▶ Your goal: Among the entries, how many lines hold the word "marking"? Respond with that number only.

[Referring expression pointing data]
━━━━━━━━

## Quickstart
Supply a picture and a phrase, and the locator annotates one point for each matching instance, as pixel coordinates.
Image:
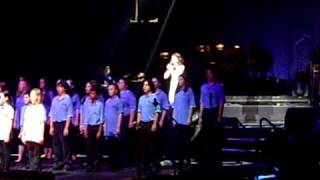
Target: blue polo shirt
(212, 95)
(113, 108)
(22, 114)
(183, 101)
(19, 104)
(76, 107)
(148, 106)
(129, 102)
(163, 99)
(93, 113)
(61, 108)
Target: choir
(130, 132)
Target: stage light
(220, 47)
(201, 48)
(164, 55)
(155, 20)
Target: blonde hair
(179, 57)
(38, 94)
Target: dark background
(76, 39)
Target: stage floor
(79, 171)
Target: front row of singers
(113, 122)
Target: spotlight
(201, 48)
(220, 47)
(236, 46)
(164, 55)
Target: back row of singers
(112, 119)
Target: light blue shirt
(184, 100)
(113, 108)
(76, 108)
(85, 101)
(22, 114)
(212, 95)
(47, 100)
(19, 104)
(61, 108)
(148, 106)
(129, 102)
(163, 99)
(93, 113)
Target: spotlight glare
(164, 55)
(236, 46)
(220, 47)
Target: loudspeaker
(26, 175)
(300, 120)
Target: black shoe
(67, 167)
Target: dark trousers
(33, 153)
(4, 156)
(128, 139)
(76, 140)
(147, 144)
(93, 146)
(114, 151)
(183, 136)
(47, 137)
(210, 136)
(61, 145)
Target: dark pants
(128, 139)
(210, 136)
(147, 144)
(183, 136)
(76, 140)
(33, 153)
(47, 137)
(4, 156)
(114, 151)
(61, 145)
(93, 146)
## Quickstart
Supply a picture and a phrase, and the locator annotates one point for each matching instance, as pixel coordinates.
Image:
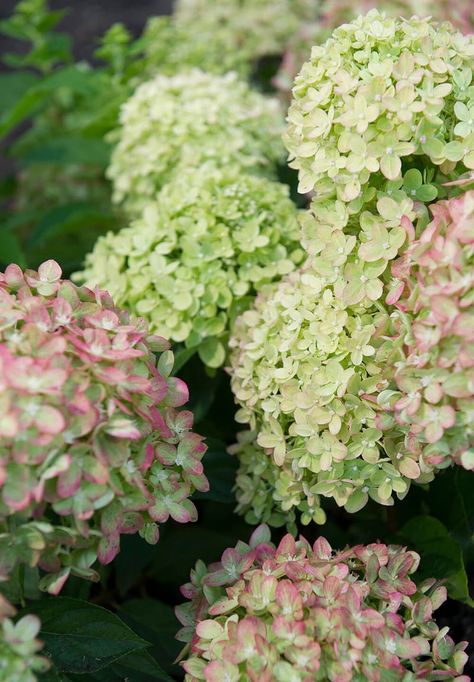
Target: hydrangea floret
(198, 254)
(239, 32)
(430, 397)
(188, 120)
(92, 444)
(304, 371)
(381, 97)
(19, 646)
(298, 612)
(334, 13)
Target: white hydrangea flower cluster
(186, 121)
(238, 32)
(303, 371)
(198, 254)
(381, 118)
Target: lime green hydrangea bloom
(304, 373)
(334, 13)
(19, 660)
(382, 112)
(235, 33)
(198, 254)
(187, 120)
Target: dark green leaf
(156, 622)
(82, 637)
(11, 250)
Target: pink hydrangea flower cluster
(430, 399)
(297, 612)
(92, 445)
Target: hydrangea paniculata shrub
(298, 612)
(198, 254)
(382, 115)
(237, 33)
(334, 13)
(19, 659)
(91, 442)
(430, 399)
(188, 120)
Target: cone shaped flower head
(235, 34)
(298, 612)
(91, 442)
(304, 372)
(381, 116)
(198, 255)
(430, 398)
(188, 120)
(334, 13)
(19, 659)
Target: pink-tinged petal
(209, 629)
(159, 511)
(123, 428)
(183, 512)
(433, 433)
(220, 671)
(178, 393)
(166, 453)
(69, 481)
(50, 420)
(287, 547)
(49, 271)
(14, 276)
(9, 426)
(407, 648)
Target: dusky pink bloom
(345, 615)
(89, 427)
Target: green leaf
(212, 352)
(156, 622)
(427, 193)
(221, 470)
(441, 555)
(67, 218)
(139, 666)
(82, 637)
(11, 250)
(13, 86)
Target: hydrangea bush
(299, 612)
(198, 254)
(303, 368)
(91, 443)
(19, 658)
(185, 121)
(348, 397)
(381, 117)
(235, 34)
(334, 13)
(431, 382)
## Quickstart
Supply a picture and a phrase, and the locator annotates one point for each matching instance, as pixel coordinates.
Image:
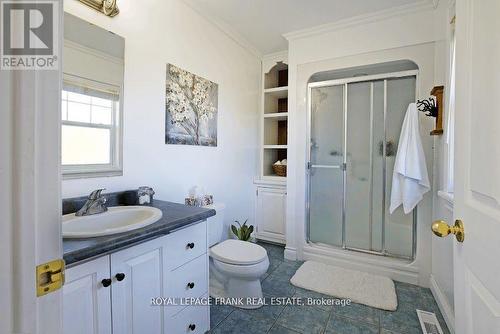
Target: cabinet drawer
(188, 281)
(191, 320)
(186, 244)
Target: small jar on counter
(145, 195)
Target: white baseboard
(443, 304)
(290, 253)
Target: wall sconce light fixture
(107, 7)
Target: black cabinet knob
(120, 277)
(106, 282)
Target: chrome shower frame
(345, 82)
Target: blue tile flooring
(293, 319)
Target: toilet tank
(215, 224)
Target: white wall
(410, 36)
(161, 32)
(442, 248)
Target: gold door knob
(441, 229)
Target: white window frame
(115, 167)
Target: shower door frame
(345, 82)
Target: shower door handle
(341, 167)
(327, 166)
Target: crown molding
(279, 55)
(226, 29)
(421, 5)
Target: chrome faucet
(94, 205)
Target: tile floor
(292, 319)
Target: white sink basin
(117, 219)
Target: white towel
(410, 180)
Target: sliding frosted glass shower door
(326, 165)
(364, 193)
(355, 126)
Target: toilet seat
(238, 252)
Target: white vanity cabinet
(173, 266)
(270, 211)
(86, 302)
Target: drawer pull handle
(106, 282)
(120, 277)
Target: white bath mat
(359, 287)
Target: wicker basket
(279, 170)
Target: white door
(137, 275)
(271, 213)
(477, 167)
(87, 298)
(30, 183)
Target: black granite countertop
(175, 216)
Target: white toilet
(235, 266)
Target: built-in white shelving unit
(274, 121)
(270, 205)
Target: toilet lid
(238, 252)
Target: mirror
(91, 100)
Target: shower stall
(354, 129)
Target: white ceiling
(261, 23)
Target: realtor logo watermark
(28, 36)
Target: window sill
(447, 197)
(69, 175)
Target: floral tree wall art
(191, 109)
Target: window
(91, 129)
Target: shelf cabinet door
(144, 269)
(86, 302)
(270, 213)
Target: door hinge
(49, 277)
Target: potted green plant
(242, 231)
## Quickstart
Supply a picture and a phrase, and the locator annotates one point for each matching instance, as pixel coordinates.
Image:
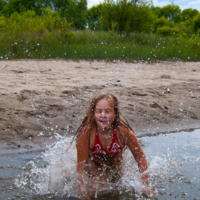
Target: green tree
(107, 15)
(189, 13)
(140, 19)
(171, 12)
(73, 10)
(161, 22)
(93, 16)
(125, 15)
(24, 5)
(2, 4)
(196, 23)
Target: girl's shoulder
(124, 128)
(85, 131)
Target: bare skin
(95, 167)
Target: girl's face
(104, 114)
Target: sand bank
(41, 100)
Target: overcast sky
(182, 3)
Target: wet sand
(41, 100)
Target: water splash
(57, 175)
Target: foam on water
(58, 175)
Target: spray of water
(57, 175)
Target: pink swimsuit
(114, 148)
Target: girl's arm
(82, 158)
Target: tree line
(121, 16)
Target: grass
(107, 46)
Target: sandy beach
(42, 100)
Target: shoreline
(41, 100)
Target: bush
(196, 23)
(161, 22)
(168, 31)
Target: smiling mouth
(103, 121)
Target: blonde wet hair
(89, 121)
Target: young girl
(103, 137)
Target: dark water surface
(181, 152)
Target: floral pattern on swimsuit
(114, 148)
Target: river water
(173, 158)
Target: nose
(103, 114)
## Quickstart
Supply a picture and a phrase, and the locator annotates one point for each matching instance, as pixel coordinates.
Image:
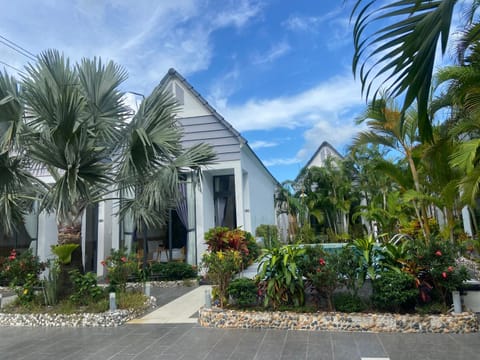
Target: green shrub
(224, 239)
(346, 302)
(394, 291)
(282, 279)
(269, 233)
(18, 269)
(243, 291)
(437, 259)
(220, 267)
(120, 267)
(131, 300)
(85, 288)
(172, 271)
(321, 269)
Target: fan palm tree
(17, 186)
(77, 130)
(400, 54)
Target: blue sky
(279, 71)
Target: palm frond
(401, 54)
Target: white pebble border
(105, 319)
(328, 321)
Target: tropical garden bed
(32, 301)
(410, 290)
(337, 321)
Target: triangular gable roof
(322, 145)
(173, 74)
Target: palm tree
(463, 98)
(400, 54)
(387, 128)
(17, 186)
(77, 130)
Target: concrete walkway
(179, 311)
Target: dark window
(224, 199)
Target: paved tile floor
(189, 341)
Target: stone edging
(106, 319)
(325, 321)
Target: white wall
(47, 235)
(191, 106)
(261, 189)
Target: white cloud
(282, 161)
(223, 87)
(147, 38)
(327, 100)
(262, 144)
(275, 52)
(238, 15)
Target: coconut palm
(386, 128)
(77, 131)
(400, 54)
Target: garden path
(182, 310)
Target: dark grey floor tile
(319, 352)
(295, 351)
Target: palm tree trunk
(423, 210)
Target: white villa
(236, 191)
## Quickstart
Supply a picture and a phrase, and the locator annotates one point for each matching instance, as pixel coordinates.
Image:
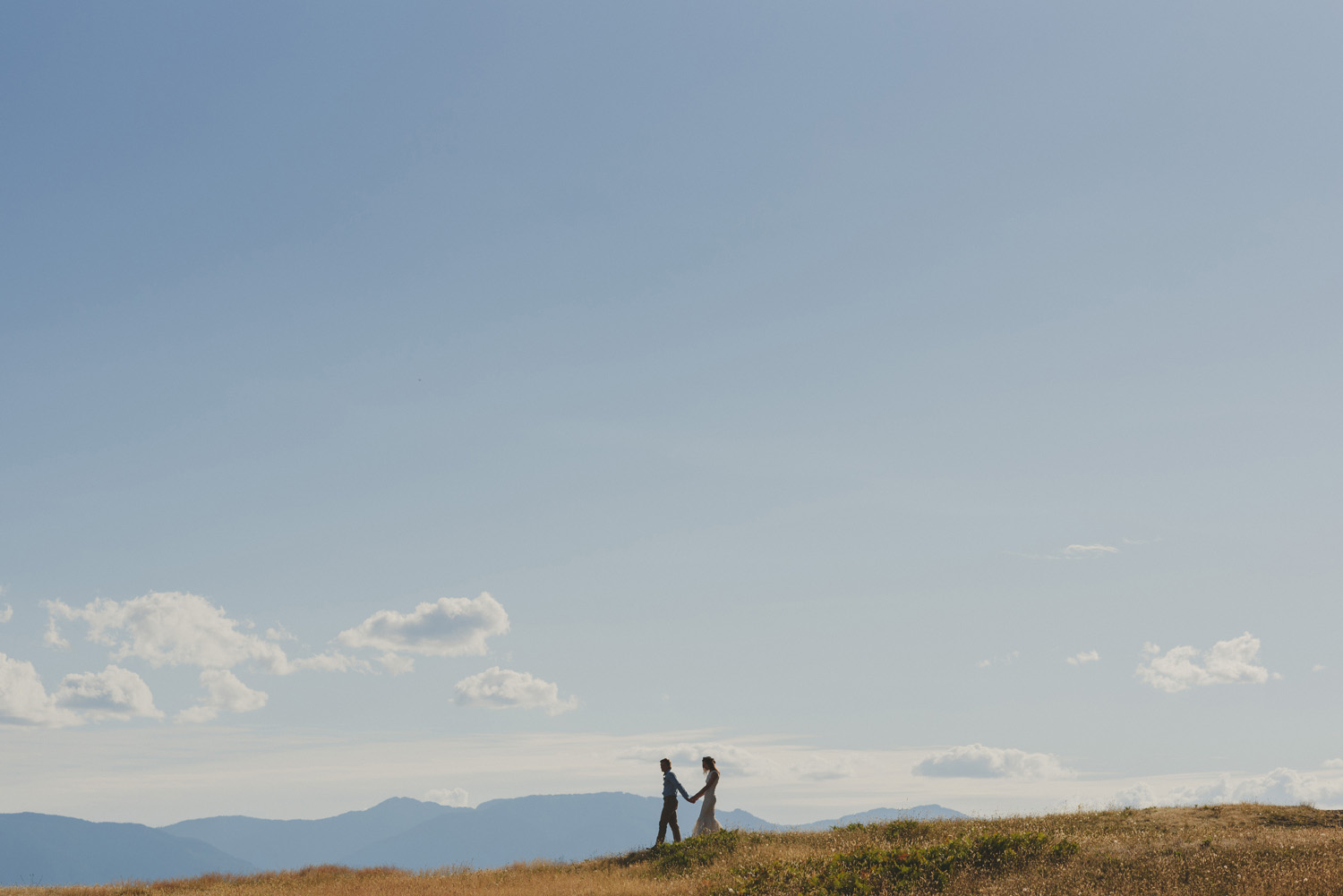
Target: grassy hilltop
(1213, 849)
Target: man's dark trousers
(669, 818)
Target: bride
(706, 823)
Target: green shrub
(696, 852)
(885, 871)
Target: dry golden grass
(1209, 850)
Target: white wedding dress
(706, 823)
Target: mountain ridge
(402, 832)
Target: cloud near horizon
(448, 797)
(1279, 788)
(1232, 661)
(978, 761)
(508, 689)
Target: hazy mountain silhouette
(276, 845)
(567, 826)
(407, 833)
(56, 850)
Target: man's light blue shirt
(671, 785)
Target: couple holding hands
(706, 823)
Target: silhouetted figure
(669, 786)
(706, 823)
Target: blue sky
(802, 383)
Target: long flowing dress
(706, 823)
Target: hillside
(1213, 849)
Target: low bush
(886, 871)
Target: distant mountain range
(53, 850)
(406, 833)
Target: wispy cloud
(1232, 661)
(448, 627)
(978, 761)
(448, 797)
(1088, 550)
(1005, 660)
(508, 689)
(172, 627)
(1279, 788)
(1072, 552)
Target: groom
(669, 786)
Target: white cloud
(1136, 797)
(730, 758)
(822, 767)
(1182, 668)
(1280, 788)
(1088, 550)
(448, 627)
(397, 664)
(1006, 660)
(504, 689)
(112, 694)
(223, 694)
(24, 702)
(448, 797)
(172, 627)
(51, 637)
(978, 761)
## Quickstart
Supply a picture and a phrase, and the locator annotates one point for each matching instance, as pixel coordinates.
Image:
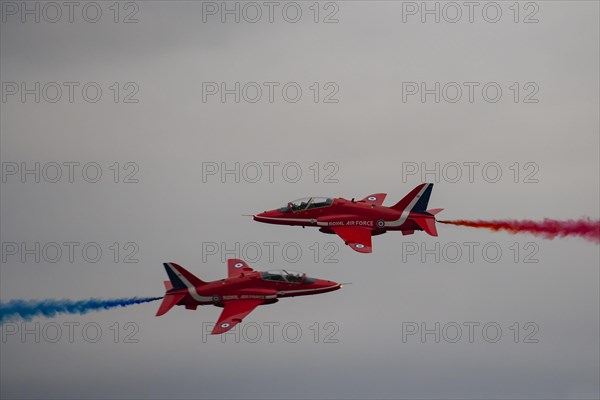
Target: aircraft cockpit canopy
(307, 203)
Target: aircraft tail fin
(169, 301)
(416, 200)
(180, 278)
(179, 281)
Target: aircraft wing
(236, 266)
(359, 239)
(376, 198)
(233, 313)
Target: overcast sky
(353, 109)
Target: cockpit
(282, 275)
(307, 203)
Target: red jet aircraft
(356, 221)
(241, 292)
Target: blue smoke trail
(27, 309)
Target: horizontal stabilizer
(169, 301)
(427, 224)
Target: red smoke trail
(548, 228)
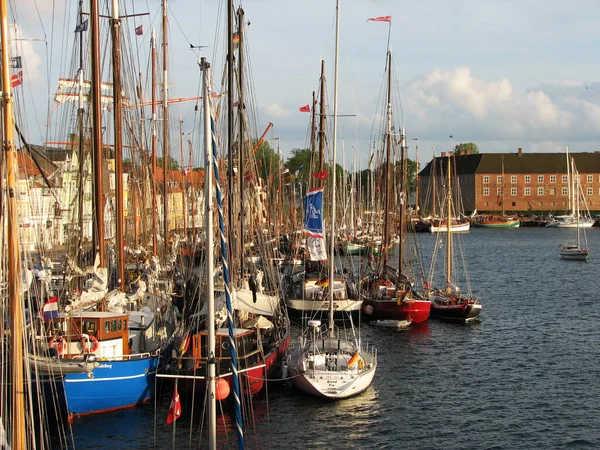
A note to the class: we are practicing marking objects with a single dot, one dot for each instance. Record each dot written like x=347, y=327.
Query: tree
x=468, y=148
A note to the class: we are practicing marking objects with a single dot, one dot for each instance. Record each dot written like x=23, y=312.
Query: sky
x=500, y=73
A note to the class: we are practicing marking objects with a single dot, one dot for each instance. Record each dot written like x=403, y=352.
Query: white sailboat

━━━━━━━━

▶ Worked solution: 3